# SOURCE DATA:
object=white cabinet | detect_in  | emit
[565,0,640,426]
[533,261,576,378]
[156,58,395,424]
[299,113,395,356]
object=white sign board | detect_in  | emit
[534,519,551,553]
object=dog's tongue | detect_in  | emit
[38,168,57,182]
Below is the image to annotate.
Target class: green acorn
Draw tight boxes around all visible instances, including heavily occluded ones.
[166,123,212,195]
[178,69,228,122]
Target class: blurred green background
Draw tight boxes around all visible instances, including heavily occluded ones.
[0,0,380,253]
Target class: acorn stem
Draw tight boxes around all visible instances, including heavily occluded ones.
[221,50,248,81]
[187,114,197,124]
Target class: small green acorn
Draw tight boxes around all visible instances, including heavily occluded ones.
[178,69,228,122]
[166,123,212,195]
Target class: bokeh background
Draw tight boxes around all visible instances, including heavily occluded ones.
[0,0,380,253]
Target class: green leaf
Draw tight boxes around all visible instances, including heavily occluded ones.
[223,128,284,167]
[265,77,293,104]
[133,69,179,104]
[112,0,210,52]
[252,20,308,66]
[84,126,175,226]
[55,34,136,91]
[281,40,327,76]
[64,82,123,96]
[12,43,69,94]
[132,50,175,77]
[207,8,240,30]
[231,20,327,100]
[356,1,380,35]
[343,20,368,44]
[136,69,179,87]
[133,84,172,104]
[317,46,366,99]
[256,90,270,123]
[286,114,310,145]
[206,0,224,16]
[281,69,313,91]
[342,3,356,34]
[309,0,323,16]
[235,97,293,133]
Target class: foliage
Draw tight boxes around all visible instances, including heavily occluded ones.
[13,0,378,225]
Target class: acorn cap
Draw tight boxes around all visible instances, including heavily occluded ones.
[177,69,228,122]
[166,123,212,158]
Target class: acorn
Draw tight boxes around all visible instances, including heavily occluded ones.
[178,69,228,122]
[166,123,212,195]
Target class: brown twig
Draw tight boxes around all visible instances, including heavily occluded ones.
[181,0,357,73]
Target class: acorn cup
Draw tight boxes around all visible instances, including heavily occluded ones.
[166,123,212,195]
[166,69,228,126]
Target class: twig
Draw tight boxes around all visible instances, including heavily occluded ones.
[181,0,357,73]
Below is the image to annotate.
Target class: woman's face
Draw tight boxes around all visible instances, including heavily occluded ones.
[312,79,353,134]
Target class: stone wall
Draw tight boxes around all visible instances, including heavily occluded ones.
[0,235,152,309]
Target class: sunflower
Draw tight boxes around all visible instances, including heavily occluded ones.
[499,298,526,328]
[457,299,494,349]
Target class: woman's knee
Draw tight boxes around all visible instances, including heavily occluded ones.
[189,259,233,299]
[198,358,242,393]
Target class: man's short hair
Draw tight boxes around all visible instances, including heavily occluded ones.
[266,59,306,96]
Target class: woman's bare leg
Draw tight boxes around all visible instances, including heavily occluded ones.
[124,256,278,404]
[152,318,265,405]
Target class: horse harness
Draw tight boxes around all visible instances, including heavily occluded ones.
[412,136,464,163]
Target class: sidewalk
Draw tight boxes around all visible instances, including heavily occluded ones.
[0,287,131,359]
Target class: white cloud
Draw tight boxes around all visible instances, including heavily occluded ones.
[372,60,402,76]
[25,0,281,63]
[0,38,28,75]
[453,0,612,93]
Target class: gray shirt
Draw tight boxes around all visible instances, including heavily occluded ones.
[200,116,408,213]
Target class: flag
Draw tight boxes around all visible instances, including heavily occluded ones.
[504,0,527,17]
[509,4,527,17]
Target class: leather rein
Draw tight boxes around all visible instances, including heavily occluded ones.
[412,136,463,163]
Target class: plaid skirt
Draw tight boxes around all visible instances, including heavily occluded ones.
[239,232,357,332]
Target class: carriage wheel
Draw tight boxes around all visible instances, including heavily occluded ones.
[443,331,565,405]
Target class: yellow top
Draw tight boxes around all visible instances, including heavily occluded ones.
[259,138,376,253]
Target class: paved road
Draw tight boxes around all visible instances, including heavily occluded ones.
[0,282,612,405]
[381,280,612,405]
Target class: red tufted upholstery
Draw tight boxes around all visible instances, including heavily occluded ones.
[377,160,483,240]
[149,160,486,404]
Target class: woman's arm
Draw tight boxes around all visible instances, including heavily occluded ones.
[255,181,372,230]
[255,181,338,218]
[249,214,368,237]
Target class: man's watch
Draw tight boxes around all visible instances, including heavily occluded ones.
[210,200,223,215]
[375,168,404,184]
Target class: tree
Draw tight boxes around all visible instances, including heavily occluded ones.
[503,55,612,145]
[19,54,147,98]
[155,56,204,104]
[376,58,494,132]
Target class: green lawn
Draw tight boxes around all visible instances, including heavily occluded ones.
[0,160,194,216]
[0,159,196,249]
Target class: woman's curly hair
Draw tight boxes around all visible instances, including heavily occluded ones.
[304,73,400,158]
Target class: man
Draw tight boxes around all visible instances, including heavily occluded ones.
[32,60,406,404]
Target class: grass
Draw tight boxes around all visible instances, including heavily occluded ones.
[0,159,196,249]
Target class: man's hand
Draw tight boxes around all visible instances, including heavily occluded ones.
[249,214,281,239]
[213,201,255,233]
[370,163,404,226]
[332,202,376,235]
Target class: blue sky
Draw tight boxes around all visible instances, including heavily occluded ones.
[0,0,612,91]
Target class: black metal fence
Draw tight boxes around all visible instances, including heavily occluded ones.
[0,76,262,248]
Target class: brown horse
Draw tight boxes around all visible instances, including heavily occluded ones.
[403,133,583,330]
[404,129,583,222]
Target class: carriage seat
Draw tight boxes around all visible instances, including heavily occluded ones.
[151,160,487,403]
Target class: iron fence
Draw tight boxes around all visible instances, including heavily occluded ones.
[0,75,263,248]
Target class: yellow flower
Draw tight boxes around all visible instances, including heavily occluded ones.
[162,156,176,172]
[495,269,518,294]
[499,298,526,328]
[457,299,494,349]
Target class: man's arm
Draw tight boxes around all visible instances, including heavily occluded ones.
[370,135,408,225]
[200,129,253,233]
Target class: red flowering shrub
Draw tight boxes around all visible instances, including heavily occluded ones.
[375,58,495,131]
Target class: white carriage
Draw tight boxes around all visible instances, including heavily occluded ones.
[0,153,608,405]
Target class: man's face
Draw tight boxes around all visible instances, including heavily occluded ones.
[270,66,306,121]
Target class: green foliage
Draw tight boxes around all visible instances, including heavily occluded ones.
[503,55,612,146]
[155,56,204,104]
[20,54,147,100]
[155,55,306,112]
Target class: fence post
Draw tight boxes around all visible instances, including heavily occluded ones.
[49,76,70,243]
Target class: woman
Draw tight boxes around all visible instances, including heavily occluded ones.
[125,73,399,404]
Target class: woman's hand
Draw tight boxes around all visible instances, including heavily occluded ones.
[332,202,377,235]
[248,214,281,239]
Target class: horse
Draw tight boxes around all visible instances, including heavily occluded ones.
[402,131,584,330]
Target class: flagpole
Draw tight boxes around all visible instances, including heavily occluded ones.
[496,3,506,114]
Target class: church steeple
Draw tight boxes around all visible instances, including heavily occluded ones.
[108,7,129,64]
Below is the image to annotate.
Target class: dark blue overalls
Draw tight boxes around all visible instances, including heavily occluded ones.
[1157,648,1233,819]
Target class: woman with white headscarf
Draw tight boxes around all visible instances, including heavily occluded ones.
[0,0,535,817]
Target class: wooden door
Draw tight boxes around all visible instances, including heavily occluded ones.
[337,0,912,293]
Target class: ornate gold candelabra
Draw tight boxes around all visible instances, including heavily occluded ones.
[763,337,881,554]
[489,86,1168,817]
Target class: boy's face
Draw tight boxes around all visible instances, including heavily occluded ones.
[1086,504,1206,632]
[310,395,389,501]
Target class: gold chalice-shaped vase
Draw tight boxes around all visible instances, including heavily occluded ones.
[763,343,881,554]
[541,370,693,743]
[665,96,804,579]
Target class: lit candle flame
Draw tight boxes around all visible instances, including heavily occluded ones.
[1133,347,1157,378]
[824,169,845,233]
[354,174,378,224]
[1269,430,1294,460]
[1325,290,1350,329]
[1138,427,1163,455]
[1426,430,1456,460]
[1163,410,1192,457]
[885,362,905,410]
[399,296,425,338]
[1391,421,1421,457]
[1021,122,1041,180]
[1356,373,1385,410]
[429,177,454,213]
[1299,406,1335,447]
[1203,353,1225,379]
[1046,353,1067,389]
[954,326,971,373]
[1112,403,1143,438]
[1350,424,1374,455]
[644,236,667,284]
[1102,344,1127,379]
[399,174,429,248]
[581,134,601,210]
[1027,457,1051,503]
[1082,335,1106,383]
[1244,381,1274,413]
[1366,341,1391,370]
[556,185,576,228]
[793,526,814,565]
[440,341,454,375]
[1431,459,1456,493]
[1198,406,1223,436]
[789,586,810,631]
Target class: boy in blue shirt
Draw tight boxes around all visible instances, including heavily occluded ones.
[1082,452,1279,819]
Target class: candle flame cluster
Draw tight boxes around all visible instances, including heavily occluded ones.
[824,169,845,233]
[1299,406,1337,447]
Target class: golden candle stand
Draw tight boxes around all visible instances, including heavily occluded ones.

# REQUIRED WORK:
Each line from the one containing "Target class: boy in blue shirt" to the end of the records should be echoed exactly, and no other line.

# RESULT:
Target class: boy in blue shirt
Draw tight boxes around all visible instances, including heavily occluded ones.
[1082,452,1279,819]
Target class: candle flame cluster
Draw tight boxes around all visible instances, including heavily occluded ones.
[824,169,845,233]
[1299,406,1337,447]
Target class: golden candle stand
Draw tight boxes around all visible instances, including heavily occluded ones.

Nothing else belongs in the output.